▶ **Task to carry out**: Decide whether each statement below agrees with the notebook, answering yes or no and quoting the words of the notebook that settle it: (a) the Yelp API limits review text to 120 characters; (b) the Yelp API allows 10,000 calls per 24 hours; (c) the author chooses to keep using the Yelp API for the study.
--- Start Document text ---
# Data Wrangling


This notebook will be used to acquire and perform wrnagling exploration for the data to be used in this study. I test using the Yelp API but end up opting to use the Datasets that Yelp offers for academic studies. 

In [None]:
import requests
from dotenv import load_dotenv
from pathlib import Path

dotenv_path = Path('./YelpAPIKey.env')

load_dotenv(dotenv_path=dotenv_path)

API_CLIENT_ID = os.getenv('Yelp_Client_ID')
API_CLIENT_KEY = os.getenv('Yelp_API_Key')

In [None]:
# Example business ID
business_ids = '0qNpTGTcqPwOLi2hADx4Xw'

ENDPOINT_BUSINESS = 'https://api.yelp.com/v3/businesses/search'
ENDPOINT_REVIEWS = 'https://api.yelp.com/v3/businesses/{}/reviews'.format(business_ids)

HEADERS = {'Authorization': 'bearer %s' % API_CLIENT_KEY}

In [None]:
response = requests.get(url=ENDPOINT_REVIEWS, headers=HEADERS)

In [None]:
data_test = response.json()
print(data_test)

#### After trying the API, there are a few issues that I do not want to deal with: 
- The text is limited to 120 characters which will significantly worsen my sentiment analysis
- The API only allows 5,000 calls per 24 hours which owuld make data collection take a long time
- Yelp offers their open dataset with vastly more business and reviews data for free for educational purposes

I will import that data and use it for the study instead. https://www.yelp.com/dataset


In [2]:
import patoolib
import tarfile
import os
import json
import csv
import pandas as pd

path = r'C:\Users\ziggy\Springboard\Python_Projects\Yelp Restaurant Analysis\Data'

In [111]:
os.chdir(path)
--- End Document text ---
--- Start Extracted data ---
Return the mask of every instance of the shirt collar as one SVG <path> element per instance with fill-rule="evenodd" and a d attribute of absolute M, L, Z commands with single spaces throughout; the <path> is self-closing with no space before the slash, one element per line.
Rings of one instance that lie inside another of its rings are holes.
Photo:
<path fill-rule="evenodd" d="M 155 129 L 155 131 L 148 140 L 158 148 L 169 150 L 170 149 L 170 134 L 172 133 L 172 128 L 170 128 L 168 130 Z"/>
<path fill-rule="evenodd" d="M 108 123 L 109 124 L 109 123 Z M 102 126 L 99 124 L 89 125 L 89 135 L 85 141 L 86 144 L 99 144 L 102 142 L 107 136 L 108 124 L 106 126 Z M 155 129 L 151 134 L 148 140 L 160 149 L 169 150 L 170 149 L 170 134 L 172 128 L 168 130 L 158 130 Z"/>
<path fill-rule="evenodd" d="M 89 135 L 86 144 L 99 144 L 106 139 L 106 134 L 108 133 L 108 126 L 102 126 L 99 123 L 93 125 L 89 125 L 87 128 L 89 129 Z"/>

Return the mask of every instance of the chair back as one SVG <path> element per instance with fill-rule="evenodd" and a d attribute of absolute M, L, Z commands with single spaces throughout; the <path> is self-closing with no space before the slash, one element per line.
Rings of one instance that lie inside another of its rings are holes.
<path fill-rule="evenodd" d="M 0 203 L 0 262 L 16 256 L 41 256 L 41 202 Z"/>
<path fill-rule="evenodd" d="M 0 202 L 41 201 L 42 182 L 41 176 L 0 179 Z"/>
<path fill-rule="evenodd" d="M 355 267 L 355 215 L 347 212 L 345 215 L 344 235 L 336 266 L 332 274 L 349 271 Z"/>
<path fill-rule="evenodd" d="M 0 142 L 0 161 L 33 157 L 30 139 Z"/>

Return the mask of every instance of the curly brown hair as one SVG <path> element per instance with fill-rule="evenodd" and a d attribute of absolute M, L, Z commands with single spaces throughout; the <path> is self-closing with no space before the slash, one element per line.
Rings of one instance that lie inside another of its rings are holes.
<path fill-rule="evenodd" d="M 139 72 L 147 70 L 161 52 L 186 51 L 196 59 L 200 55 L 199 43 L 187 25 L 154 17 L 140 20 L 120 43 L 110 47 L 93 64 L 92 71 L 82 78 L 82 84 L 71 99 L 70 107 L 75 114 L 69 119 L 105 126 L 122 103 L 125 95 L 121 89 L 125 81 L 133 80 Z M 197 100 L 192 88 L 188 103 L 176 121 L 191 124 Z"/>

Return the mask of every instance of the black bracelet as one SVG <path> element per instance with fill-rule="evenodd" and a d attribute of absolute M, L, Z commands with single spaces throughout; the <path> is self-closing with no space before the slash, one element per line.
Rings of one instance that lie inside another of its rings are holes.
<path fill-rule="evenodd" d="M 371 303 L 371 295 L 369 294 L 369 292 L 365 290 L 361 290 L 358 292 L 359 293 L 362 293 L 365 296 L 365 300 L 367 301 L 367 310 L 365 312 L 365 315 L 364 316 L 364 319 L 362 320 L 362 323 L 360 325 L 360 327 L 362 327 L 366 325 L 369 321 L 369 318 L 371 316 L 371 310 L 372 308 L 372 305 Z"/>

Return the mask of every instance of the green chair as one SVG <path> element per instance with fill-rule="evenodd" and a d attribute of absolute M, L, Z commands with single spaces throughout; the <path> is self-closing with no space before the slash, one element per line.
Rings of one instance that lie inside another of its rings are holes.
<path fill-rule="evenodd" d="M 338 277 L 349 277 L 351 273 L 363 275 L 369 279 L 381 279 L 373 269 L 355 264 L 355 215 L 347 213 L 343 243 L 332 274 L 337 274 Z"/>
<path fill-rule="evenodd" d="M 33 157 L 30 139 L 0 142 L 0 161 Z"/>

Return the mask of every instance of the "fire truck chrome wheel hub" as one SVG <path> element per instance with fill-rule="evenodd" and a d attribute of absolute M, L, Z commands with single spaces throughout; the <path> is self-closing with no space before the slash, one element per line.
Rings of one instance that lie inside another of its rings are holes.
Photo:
--- End Extracted data ---
▶ **Response to the exercise**:
(a) Yes: "The text is limited to 120 characters"
(b) No: "The API only allows 5,000 calls per 24 hours"
(c) No: "I will import that data and use it for the study instead."